━━━ Supplied material
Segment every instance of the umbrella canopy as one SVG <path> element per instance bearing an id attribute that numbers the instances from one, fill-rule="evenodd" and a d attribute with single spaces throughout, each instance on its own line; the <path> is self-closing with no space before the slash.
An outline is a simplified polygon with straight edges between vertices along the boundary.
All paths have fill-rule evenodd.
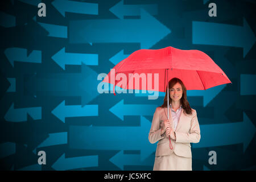
<path id="1" fill-rule="evenodd" d="M 114 72 L 110 71 L 102 81 L 114 85 L 114 94 L 117 82 L 117 86 L 125 89 L 164 92 L 166 86 L 168 88 L 169 80 L 173 77 L 181 80 L 187 90 L 206 90 L 231 83 L 226 74 L 206 53 L 198 50 L 181 50 L 172 47 L 137 51 L 119 62 L 114 69 Z M 115 75 L 119 73 L 121 75 L 116 79 Z M 157 75 L 156 77 L 155 74 Z M 133 81 L 134 78 L 137 80 Z M 119 80 L 122 80 L 121 84 L 118 84 Z M 150 82 L 157 82 L 158 86 L 152 83 L 148 84 Z M 169 92 L 167 97 L 169 97 Z M 169 119 L 168 99 L 167 101 Z M 168 136 L 170 148 L 172 150 L 171 138 Z"/>
<path id="2" fill-rule="evenodd" d="M 187 90 L 206 90 L 232 83 L 223 71 L 204 52 L 198 50 L 181 50 L 170 46 L 159 49 L 136 51 L 113 69 L 114 75 L 109 72 L 102 81 L 117 85 L 121 80 L 117 80 L 113 77 L 122 73 L 126 76 L 126 84 L 117 86 L 123 89 L 165 92 L 167 84 L 173 77 L 181 80 Z M 134 81 L 130 82 L 131 73 L 141 76 L 144 74 L 146 78 L 151 75 L 152 82 L 154 81 L 154 74 L 158 73 L 158 86 L 148 88 L 148 84 L 146 84 L 145 88 L 145 85 L 141 81 L 139 87 L 136 87 Z M 148 81 L 147 79 L 146 81 Z M 129 85 L 129 83 L 133 85 Z"/>

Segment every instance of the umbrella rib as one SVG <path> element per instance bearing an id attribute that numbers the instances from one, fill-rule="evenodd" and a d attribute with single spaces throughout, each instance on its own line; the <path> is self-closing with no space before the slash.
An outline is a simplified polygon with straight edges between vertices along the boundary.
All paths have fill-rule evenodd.
<path id="1" fill-rule="evenodd" d="M 197 73 L 198 76 L 199 77 L 199 78 L 200 78 L 200 80 L 201 80 L 201 82 L 202 84 L 203 84 L 203 85 L 204 86 L 204 90 L 206 90 L 206 89 L 205 89 L 205 86 L 204 85 L 204 82 L 202 81 L 202 79 L 201 78 L 201 77 L 200 77 L 200 76 L 199 75 L 199 73 L 198 73 L 198 72 L 197 72 L 197 70 L 196 70 L 196 73 Z"/>

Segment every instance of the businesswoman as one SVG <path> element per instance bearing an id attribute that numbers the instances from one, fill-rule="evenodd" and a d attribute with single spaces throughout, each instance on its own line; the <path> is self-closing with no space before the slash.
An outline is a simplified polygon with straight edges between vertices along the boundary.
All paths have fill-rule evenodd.
<path id="1" fill-rule="evenodd" d="M 158 142 L 153 170 L 191 171 L 190 143 L 198 143 L 201 138 L 196 111 L 187 100 L 187 89 L 181 80 L 173 78 L 168 84 L 169 90 L 166 88 L 163 104 L 155 110 L 148 134 L 151 143 Z"/>

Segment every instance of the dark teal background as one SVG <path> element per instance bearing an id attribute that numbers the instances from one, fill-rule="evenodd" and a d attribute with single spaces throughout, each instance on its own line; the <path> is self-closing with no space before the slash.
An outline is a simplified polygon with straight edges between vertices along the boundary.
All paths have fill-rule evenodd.
<path id="1" fill-rule="evenodd" d="M 1 169 L 152 170 L 147 135 L 163 95 L 99 94 L 97 77 L 167 46 L 205 52 L 232 82 L 187 92 L 201 134 L 193 170 L 256 169 L 255 1 L 42 1 L 46 17 L 40 1 L 0 2 Z"/>

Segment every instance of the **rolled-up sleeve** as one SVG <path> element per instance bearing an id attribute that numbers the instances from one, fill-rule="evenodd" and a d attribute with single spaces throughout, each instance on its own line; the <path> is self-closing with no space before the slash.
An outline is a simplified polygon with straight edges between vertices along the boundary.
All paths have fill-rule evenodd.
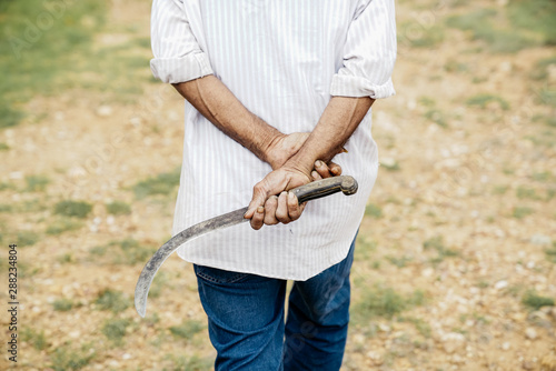
<path id="1" fill-rule="evenodd" d="M 181 0 L 155 0 L 151 12 L 152 74 L 178 83 L 211 74 L 208 56 L 195 38 Z"/>
<path id="2" fill-rule="evenodd" d="M 349 26 L 344 66 L 332 77 L 331 96 L 387 98 L 395 94 L 396 61 L 394 0 L 361 0 Z"/>

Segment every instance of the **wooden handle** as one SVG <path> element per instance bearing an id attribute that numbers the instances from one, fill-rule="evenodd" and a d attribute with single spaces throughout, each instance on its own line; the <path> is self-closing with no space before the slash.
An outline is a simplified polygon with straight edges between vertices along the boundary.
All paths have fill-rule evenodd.
<path id="1" fill-rule="evenodd" d="M 357 181 L 354 177 L 341 176 L 327 178 L 290 190 L 290 192 L 297 195 L 299 203 L 320 199 L 321 197 L 330 195 L 339 191 L 346 195 L 357 193 Z"/>

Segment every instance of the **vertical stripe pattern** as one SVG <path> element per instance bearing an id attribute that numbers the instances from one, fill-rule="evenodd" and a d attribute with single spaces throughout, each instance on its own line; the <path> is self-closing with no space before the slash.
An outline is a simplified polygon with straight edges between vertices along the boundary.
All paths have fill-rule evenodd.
━━━━━━
What is being asked:
Rewrite all of the data above as a numbered list, leaving out blank lines and the pictures.

Answer to the problem:
1. Segment every instance of the umbrella canopy as one SVG <path> element per instance bearing an id attribute that numbers the instances from one, fill-rule="evenodd" and a d attribute with single spaces throughout, each instance on its own line; the <path> is self-closing with no space before the slash.
2. An outline is a simplified polygon with straight edges between vertices along the boundary.
3. All paths have fill-rule evenodd.
4. <path id="1" fill-rule="evenodd" d="M 114 72 L 110 71 L 102 81 L 114 85 L 114 94 L 117 82 L 117 86 L 125 89 L 164 92 L 166 86 L 168 88 L 169 80 L 173 77 L 181 80 L 187 90 L 206 90 L 231 83 L 226 74 L 206 53 L 198 50 L 181 50 L 172 47 L 137 51 L 119 62 L 114 69 Z M 115 75 L 119 73 L 121 75 L 116 79 Z M 157 75 L 156 77 L 155 74 Z M 133 81 L 134 78 L 137 80 Z M 119 80 L 122 80 L 121 84 L 118 84 Z M 150 82 L 157 82 L 158 86 L 152 83 L 148 84 Z M 169 92 L 167 97 L 169 97 Z M 169 119 L 168 99 L 167 101 Z M 168 136 L 170 148 L 172 150 L 171 138 Z"/>
5. <path id="2" fill-rule="evenodd" d="M 187 90 L 206 90 L 232 83 L 223 71 L 204 52 L 198 50 L 181 50 L 170 46 L 159 49 L 136 51 L 113 69 L 114 75 L 109 72 L 102 81 L 117 85 L 121 80 L 117 80 L 113 77 L 122 73 L 126 76 L 126 84 L 117 86 L 123 89 L 165 92 L 167 84 L 173 77 L 181 80 Z M 134 81 L 130 82 L 131 73 L 141 76 L 144 74 L 146 78 L 151 75 L 152 82 L 154 81 L 154 74 L 158 73 L 158 86 L 148 88 L 148 84 L 146 84 L 145 88 L 145 85 L 141 81 L 139 87 L 136 87 Z M 148 81 L 147 79 L 146 81 Z M 129 85 L 129 83 L 133 85 Z"/>
6. Segment every instance of the umbrella rib as one SVG <path> element per instance bearing an id attribute that numbers the instances from one, fill-rule="evenodd" and a d attribute with single spaces throughout, each instance on its own line; the <path> is self-closing with no space before the slash.
7. An outline is a simplified polygon with straight edges between vertices along the boundary.
8. All paths have fill-rule evenodd.
9. <path id="1" fill-rule="evenodd" d="M 197 73 L 198 76 L 199 77 L 199 78 L 200 78 L 200 80 L 201 80 L 201 82 L 202 84 L 203 84 L 203 85 L 204 86 L 204 90 L 206 90 L 206 89 L 205 89 L 205 86 L 204 85 L 204 82 L 202 81 L 202 79 L 201 78 L 201 77 L 200 77 L 200 76 L 199 75 L 199 73 L 198 73 L 198 72 L 197 72 L 197 70 L 196 70 L 196 73 Z"/>
10. Segment every instance of the businesswoman as one SVG <path> element per instance bearing an id attribute that numbers the instances from one, fill-rule="evenodd" and a d attribute with single spaces throughout, each instance on its own line; the <path> is self-closing with no space before the slash.
11. An outline is a simplified polygon with straight edges between vertices along the boundary.
12. All paths have fill-rule evenodd.
13. <path id="1" fill-rule="evenodd" d="M 158 142 L 153 170 L 191 171 L 190 143 L 198 143 L 201 138 L 196 111 L 187 100 L 187 89 L 181 80 L 173 78 L 168 84 L 169 90 L 166 88 L 163 104 L 155 110 L 148 134 L 151 143 Z"/>
14. Segment every instance of the dark teal background as one SVG <path> element per instance bearing an id attribute that numbers the instances from one, fill-rule="evenodd" and a d attribute with single spaces throughout, each instance on its own line; the <path> is self-closing with no space before the slash.
15. An outline is a simplified polygon with straight edges between vertices along the boundary.
16. All paths have fill-rule evenodd.
17. <path id="1" fill-rule="evenodd" d="M 1 169 L 152 170 L 147 135 L 163 95 L 99 94 L 97 77 L 167 46 L 205 52 L 232 82 L 187 92 L 201 134 L 193 170 L 256 169 L 255 1 L 42 1 L 46 17 L 40 1 L 0 2 Z"/>
18. Segment every instance of the **rolled-up sleeve** as one SVG <path> element per instance bearing an id attribute that numbers the instances from one, fill-rule="evenodd" and a d attribute with single spaces throughout, each instance on its own line; the <path> is self-closing with no space before the slash.
19. An outline is a simplified polygon with straight edges between vertices along the boundary.
20. All paths have fill-rule evenodd.
21. <path id="1" fill-rule="evenodd" d="M 181 0 L 155 0 L 151 12 L 152 74 L 178 83 L 211 74 L 208 56 L 195 38 Z"/>
22. <path id="2" fill-rule="evenodd" d="M 349 26 L 344 66 L 332 77 L 331 96 L 387 98 L 395 94 L 396 61 L 394 0 L 361 0 Z"/>
23. Segment every instance of the **wooden handle** as one SVG <path> element per instance bearing an id attribute that numbers the instances from one, fill-rule="evenodd" and a d attribute with single spaces throughout, each instance on its own line; the <path> is self-closing with no space before the slash.
24. An outline is a simplified polygon with straight edges between vertices along the boundary.
25. All paths have fill-rule evenodd.
26. <path id="1" fill-rule="evenodd" d="M 357 181 L 354 177 L 341 176 L 327 178 L 290 190 L 290 192 L 297 195 L 299 203 L 320 199 L 321 197 L 330 195 L 339 191 L 346 195 L 357 193 Z"/>
27. Segment every instance of the **vertical stripe pattern** as one SVG <path> element per instance bearing an id attribute that numbers the instances from one, fill-rule="evenodd" and a d attribute with single spaces throughout, each instance on its own line; the <path> is self-closing with no space before the slash.
28. An outline is a simplified polygon with straight edges between vertices along the boundary.
29. All paths have fill-rule evenodd.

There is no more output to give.